## EXTRAIT DU DOCUMENT

###

Au 11e forum de l'Organisation de coopération économique Asie-Pacifique, qui se tiendra à Bangkok du 17 au 23 octobre, les délégués russes, et en premier lieu le président Vladimir Poutine, devraient se sentir beaucoup plus à l'aise qu'au cours des rencontres précédentes. Lorsque la Russie a été admise à l'APEC, en 1998, elle était en proie à une grave crise économique et politique. D'autre part, l'APEC est une organisation complexe et alourdie par une multitude de programmes fonctionnant parallèlement à longueur d'années, rebutant facilement tout membre nouveau. Rien d'étonnant donc à l'embarras de nombreux Russes néophytes.

Aujourd'hui, l'économie russe bat des records de croissance : 5,2% en 1994, 6% environ en 2003 et, selon les prévisions du ministère russe du Développement économique, encore 6% en 2005 et autant en 2006. Les estimations du Fonds monétaire international sont même plus optimistes. Désormais, la Russie suscite un intérêt accru de la part des investisseurs, y compris en Asie-Pacifique, où elle pourrait même jouer le rôle de locomotive de la croissance.

Existant depuis à peine six ans en 1998, le secteur privé s'est développé depuis. Et il se préoccupe désormais de sa propre stratégie internationale pour l'avenir, donnant à l'Etat russe le moyen d'aider ses milieux d'affaires non plus à tâtons mais en toute connaissance de cause. L'APEC est en fait un mécanisme appelé à assurer l'intégration des projets des milieux d'affaires dans les stratégies d'Etat, afin de mettre en place une communauté économique unique en Asie-Pacifique. Pas forcément identique à l'Union européenne mais très semblable.

###

## LISTE DES ENREGISTREMENTS
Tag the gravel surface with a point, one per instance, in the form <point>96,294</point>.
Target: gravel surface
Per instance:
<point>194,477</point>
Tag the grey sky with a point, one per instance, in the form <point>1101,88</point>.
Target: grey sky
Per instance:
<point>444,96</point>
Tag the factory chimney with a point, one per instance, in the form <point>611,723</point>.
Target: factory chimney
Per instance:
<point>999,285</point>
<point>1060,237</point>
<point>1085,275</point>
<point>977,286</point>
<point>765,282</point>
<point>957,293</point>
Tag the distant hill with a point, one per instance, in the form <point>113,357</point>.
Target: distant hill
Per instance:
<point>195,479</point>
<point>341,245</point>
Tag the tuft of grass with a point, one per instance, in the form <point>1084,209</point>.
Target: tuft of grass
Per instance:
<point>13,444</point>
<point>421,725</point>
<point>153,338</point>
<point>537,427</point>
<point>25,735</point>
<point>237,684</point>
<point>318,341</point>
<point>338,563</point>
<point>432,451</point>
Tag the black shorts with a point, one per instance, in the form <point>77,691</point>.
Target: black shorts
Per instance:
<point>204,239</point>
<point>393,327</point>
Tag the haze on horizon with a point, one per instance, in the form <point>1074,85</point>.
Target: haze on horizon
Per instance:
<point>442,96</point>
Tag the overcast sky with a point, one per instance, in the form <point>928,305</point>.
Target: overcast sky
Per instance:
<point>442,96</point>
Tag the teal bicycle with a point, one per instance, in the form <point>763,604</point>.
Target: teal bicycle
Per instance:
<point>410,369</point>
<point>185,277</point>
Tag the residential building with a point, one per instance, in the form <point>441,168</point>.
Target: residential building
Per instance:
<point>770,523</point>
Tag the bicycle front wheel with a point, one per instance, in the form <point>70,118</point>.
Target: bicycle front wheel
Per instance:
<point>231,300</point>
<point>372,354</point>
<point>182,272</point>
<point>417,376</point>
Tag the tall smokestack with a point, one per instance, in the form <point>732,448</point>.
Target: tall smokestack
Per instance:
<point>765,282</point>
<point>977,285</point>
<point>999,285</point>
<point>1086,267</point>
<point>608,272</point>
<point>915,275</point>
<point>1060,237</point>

###

## TRAVAIL À FAIRE
1. D'après l'extrait du document, en quelle année la Russie a-t-elle été admise à l'APEC ?
2. Convertissez en liste numérotée, s'il vous plaît, les lignes des enregistrements depuis la ligne contenant « Tag the tuft » jusqu'à la ligne contenant « <point>393,327</point> » incluse, en omettant les lignes vides.

## RÉPONSES DANS L'ORDRE
1. En 1998.

2.
1. Tag the tuft of grass with a point, one per instance, in the form <point>1084,209</point>.
2. Target: tuft of grass
3. Per instance:
4. <point>13,444</point>
5. <point>421,725</point>
6. <point>153,338</point>
7. <point>537,427</point>
8. <point>25,735</point>
9. <point>237,684</point>
10. <point>318,341</point>
11. <point>338,563</point>
12. <point>432,451</point>
13. Tag the black shorts with a point, one per instance, in the form <point>77,691</point>.
14. Target: black shorts
15. Per instance:
16. <point>204,239</point>
17. <point>393,327</point>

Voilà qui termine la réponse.